What you will do - Report each line in the items below that contains the word "people", copying every such line in full.

[Collected data entries]

┄┄┄┄┄┄┄┄┄┄┄┄┄┄┄┄┄┄┄┄

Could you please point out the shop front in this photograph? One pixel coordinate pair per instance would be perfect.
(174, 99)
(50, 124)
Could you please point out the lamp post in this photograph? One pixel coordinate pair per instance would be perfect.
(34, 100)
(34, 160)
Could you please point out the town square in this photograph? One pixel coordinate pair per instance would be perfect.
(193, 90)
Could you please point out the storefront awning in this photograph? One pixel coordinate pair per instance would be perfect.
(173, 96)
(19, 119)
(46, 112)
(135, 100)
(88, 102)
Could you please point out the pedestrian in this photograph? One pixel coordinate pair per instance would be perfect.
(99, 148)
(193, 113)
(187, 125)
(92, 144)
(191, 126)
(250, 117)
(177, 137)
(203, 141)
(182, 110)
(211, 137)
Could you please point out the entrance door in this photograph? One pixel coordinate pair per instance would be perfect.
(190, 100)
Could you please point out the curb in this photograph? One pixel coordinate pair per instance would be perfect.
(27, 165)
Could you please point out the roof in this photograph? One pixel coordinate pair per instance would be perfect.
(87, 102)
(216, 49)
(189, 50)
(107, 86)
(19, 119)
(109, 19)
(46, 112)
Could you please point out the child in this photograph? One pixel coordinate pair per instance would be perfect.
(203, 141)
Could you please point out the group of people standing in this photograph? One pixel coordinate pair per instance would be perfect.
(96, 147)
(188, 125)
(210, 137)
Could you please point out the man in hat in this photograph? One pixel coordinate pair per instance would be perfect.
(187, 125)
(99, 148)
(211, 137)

┄┄┄┄┄┄┄┄┄┄┄┄┄┄┄┄┄┄┄┄

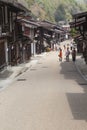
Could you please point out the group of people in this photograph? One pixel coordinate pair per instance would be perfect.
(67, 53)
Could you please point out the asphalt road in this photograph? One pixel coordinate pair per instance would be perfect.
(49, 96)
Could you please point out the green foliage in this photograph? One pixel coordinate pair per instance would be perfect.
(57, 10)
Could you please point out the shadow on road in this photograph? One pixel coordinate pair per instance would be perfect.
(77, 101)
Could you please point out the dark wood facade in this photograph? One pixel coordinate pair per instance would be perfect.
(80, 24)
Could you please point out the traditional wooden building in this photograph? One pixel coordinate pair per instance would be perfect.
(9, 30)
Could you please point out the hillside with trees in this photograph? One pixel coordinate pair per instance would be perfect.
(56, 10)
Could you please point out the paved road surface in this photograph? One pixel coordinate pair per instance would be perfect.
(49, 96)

┄┄┄┄┄┄┄┄┄┄┄┄┄┄┄┄┄┄┄┄

Task response -
Could you please point out the group of people standing in this photograph? One pixel coordinate pair per instance would be perfect.
Could you please point out the group of people in this photograph? One pixel coordinate pair per instance would be perfect.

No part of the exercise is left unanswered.